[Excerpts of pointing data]

▬▬▬▬▬▬

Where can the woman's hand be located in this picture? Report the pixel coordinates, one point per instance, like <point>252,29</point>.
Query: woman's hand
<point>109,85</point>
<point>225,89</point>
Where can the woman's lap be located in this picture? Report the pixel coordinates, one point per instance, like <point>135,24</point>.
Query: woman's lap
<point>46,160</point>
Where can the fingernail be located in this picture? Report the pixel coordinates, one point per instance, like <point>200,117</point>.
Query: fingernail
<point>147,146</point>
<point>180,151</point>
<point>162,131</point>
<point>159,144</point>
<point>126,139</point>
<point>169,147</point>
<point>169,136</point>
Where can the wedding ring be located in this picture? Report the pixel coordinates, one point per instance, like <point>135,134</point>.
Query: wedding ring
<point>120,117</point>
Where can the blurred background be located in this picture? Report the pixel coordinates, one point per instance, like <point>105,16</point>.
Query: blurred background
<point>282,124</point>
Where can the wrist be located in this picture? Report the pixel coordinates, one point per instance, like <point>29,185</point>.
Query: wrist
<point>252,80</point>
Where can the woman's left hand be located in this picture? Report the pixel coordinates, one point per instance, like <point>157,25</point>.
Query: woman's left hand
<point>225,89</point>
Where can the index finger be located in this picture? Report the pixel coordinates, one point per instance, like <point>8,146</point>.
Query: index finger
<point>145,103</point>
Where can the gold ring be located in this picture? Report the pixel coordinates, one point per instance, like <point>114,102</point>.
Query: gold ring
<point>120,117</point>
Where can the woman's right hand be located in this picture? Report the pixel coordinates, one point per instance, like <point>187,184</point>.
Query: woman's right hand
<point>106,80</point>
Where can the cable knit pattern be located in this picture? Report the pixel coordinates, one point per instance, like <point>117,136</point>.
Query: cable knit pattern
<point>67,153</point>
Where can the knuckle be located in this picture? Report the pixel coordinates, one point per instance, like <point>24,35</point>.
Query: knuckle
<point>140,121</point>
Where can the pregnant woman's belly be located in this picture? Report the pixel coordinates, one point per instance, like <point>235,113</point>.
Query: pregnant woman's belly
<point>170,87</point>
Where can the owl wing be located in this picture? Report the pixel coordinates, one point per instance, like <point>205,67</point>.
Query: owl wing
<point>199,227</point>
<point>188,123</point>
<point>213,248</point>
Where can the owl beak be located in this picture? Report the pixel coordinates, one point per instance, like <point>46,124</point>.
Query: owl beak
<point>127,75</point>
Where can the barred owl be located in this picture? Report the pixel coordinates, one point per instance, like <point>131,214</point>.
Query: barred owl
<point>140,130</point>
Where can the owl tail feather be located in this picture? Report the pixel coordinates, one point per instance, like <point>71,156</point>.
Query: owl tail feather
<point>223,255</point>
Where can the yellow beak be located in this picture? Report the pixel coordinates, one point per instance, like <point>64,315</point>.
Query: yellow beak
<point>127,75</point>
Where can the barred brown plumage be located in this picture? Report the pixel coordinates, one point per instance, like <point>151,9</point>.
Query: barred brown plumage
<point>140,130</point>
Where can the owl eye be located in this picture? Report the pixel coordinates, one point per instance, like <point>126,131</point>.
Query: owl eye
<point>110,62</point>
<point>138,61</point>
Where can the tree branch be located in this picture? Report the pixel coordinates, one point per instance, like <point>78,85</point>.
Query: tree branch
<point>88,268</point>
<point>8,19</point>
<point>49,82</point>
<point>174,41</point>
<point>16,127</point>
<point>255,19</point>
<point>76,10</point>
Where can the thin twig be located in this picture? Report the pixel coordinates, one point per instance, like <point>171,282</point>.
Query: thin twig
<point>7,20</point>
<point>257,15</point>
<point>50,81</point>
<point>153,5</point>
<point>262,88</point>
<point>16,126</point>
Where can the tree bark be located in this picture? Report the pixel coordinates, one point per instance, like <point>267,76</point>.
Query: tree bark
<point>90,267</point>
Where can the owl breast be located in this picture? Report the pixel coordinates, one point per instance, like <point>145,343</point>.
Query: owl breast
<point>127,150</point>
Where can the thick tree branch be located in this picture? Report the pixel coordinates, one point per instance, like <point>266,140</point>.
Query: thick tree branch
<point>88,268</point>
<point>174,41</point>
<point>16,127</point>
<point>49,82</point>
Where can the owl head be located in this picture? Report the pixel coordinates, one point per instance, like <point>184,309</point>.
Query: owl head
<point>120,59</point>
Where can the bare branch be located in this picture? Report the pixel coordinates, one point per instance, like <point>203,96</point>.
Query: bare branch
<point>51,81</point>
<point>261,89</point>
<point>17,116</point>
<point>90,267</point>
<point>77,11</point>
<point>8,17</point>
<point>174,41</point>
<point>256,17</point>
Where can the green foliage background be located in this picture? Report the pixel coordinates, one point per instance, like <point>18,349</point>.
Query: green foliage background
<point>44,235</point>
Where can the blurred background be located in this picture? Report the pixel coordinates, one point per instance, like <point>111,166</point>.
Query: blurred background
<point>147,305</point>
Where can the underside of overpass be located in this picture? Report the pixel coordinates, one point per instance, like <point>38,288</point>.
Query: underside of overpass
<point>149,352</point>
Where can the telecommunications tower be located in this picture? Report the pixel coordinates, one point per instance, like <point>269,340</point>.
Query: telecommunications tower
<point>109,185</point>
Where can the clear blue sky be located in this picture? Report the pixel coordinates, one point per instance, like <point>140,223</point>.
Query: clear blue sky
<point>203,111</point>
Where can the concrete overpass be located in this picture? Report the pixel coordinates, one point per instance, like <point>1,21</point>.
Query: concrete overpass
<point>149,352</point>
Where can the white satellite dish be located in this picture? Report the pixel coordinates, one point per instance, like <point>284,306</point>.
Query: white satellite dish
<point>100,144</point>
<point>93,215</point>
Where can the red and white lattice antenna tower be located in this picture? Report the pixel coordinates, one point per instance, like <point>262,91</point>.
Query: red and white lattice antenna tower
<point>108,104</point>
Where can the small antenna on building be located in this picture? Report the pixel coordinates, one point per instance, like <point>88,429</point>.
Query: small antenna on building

▬▬▬▬▬▬

**SHORT PROBLEM:** Update the material by replacing every "pixel coordinates" with "image coordinates". Keep everything else unchanged.

**RESPONSE BELOW:**
Where can the woman's hand be located in this picture? Report the image coordinates, one point per instance, like <point>252,29</point>.
Query: woman's hand
<point>109,85</point>
<point>225,89</point>
Where can the woman's lap be located in this picture? Report the image coordinates, one point per instance, like <point>135,24</point>.
Query: woman's lap
<point>46,160</point>
Where can the fingernail be located in this picture? Report the image coordinates, one point per instance, like <point>200,117</point>.
Query: fingernail
<point>147,146</point>
<point>180,151</point>
<point>162,131</point>
<point>159,144</point>
<point>126,139</point>
<point>169,147</point>
<point>169,136</point>
Where can the wedding ring be located in this picture? Report the image coordinates, one point per instance, like <point>135,134</point>.
Query: wedding ring
<point>120,117</point>
Where can the blurred background be located in this picture? Report the image coordinates, one point per instance, like <point>105,16</point>.
Query: blurred background
<point>282,124</point>
Where can the wrist be located in this picture? Report the image coordinates, one point per instance, like <point>29,185</point>.
Query: wrist
<point>252,80</point>
Where can the woman's left hand be located in this picture? Report the image coordinates, one point per instance, like <point>157,25</point>.
Query: woman's left hand
<point>225,89</point>
Where can the index finger be located in this picture? Report the image coordinates, one point per instance, like <point>8,146</point>.
Query: index finger
<point>145,103</point>
Where can the gold ring be located in this picture? Report the image coordinates, one point per instance, like <point>114,102</point>.
Query: gold ring
<point>120,117</point>
Where can the woman's right hand be located in this picture? Report the image coordinates, one point per instance, like <point>187,184</point>.
Query: woman's right hand
<point>106,80</point>
Where can the cable knit pattern be located in this picture? Report the image coordinates, one point per instance, like <point>117,136</point>.
Query: cable knit pattern
<point>67,153</point>
Where can the knuckle be located in this picture? Report the image coordinates, one point per instance, like <point>24,35</point>.
Query: knuckle
<point>140,121</point>
Where can the pregnant woman's belly be located in this picture? Report the image coordinates, one point per instance, like <point>235,113</point>.
Query: pregnant woman's belly
<point>170,87</point>
Where can the owl wing be located in this picture? Report the image coordinates, one point per instance, like <point>205,67</point>.
Query: owl wing
<point>199,227</point>
<point>188,123</point>
<point>213,248</point>
Where can the owl beak be located in this picture? Report the image coordinates, one point per instance, like <point>46,124</point>.
Query: owl beak
<point>127,75</point>
Where can the barred owl be located in this picture? Report the image coordinates, one point per instance, like <point>131,214</point>.
Query: barred owl
<point>140,130</point>
Where can the owl tail feather be located in this picture? Report the image coordinates, one point per instance, like <point>71,156</point>.
Query: owl tail feather
<point>223,255</point>
Where can the yellow beak be located in this picture? Report the image coordinates, one point per instance, like <point>64,315</point>.
Query: yellow beak
<point>127,75</point>
Where can the barred brown plumage be located in this picture? Report the image coordinates, one point per instance, like <point>151,9</point>.
Query: barred brown plumage
<point>140,130</point>
Where can the owl eye be located in this picture? Report the image coordinates, one point per instance, like <point>126,131</point>.
Query: owl eye
<point>110,62</point>
<point>138,61</point>
Where can the tree branch be located in this picture? Report the image coordinates, one point per instance, like <point>78,85</point>.
Query: tree branch
<point>88,268</point>
<point>8,19</point>
<point>49,82</point>
<point>174,41</point>
<point>16,127</point>
<point>255,19</point>
<point>76,10</point>
Where can the thin twig be located in this picture? Report the image coordinates, one point per instance, like <point>171,282</point>.
Query: thin twig
<point>7,20</point>
<point>257,15</point>
<point>50,81</point>
<point>153,5</point>
<point>262,88</point>
<point>16,126</point>
Where can the tree bark be located in this picture? Report the image coordinates, one point per instance, like <point>267,76</point>.
Query: tree bark
<point>90,267</point>
Where can the owl breast be located in this picture? Report the image coordinates, one point per instance, like <point>145,343</point>.
Query: owl breast
<point>127,150</point>
Where can the thick tree branch be located in this picture? Report the image coordinates, one point per instance, like <point>266,140</point>.
Query: thick tree branch
<point>88,268</point>
<point>174,41</point>
<point>16,127</point>
<point>49,82</point>
Where can the owl head be located in this picture? Report the image coordinates, one point per instance, like <point>184,309</point>.
Query: owl head
<point>120,59</point>
Where can the bare branch be located in this picture? Report the image coordinates, one point per instance, like <point>203,96</point>.
Query: bare branch
<point>51,81</point>
<point>261,89</point>
<point>17,116</point>
<point>90,267</point>
<point>77,11</point>
<point>8,17</point>
<point>174,41</point>
<point>256,17</point>
Where can the green foliage background be located in this picture? Report the image coordinates, one point per instance, like <point>18,349</point>.
Query: green foliage background
<point>44,235</point>
Where can the blurred background be located in this picture? Report the image coordinates, one point per instance, like <point>111,166</point>.
Query: blurred background
<point>147,305</point>
Where can the underside of overpass be located in this picture? Report the image coordinates, one point per instance, like <point>38,288</point>.
Query: underside of overpass
<point>149,352</point>
Where can the telecommunications tower be located in this picture? Report the image coordinates, one point per instance, like <point>269,340</point>.
Query: telecommunications tower
<point>109,185</point>
Where can the clear blue sky be located in this picture? Report the image coordinates, one point per instance, like <point>140,223</point>.
Query: clear blue sky
<point>203,111</point>
Where can the concrete overpass be located in this picture? Report the image coordinates, one point per instance, like <point>1,21</point>.
Query: concrete overpass
<point>149,352</point>
Where can the white satellite dish be located in this picture? Report the image coordinates, one point per instance, like <point>284,306</point>.
Query: white satellite dish
<point>100,144</point>
<point>93,215</point>
Where can the red and white lattice antenna tower be located in this picture? Report the image coordinates, one point per instance, like <point>262,91</point>.
Query: red and white lattice antenna tower
<point>108,104</point>
Where can the small antenna on building be located in this picture? Report the image coordinates, one point per instance, like <point>88,429</point>.
Query: small antenna on building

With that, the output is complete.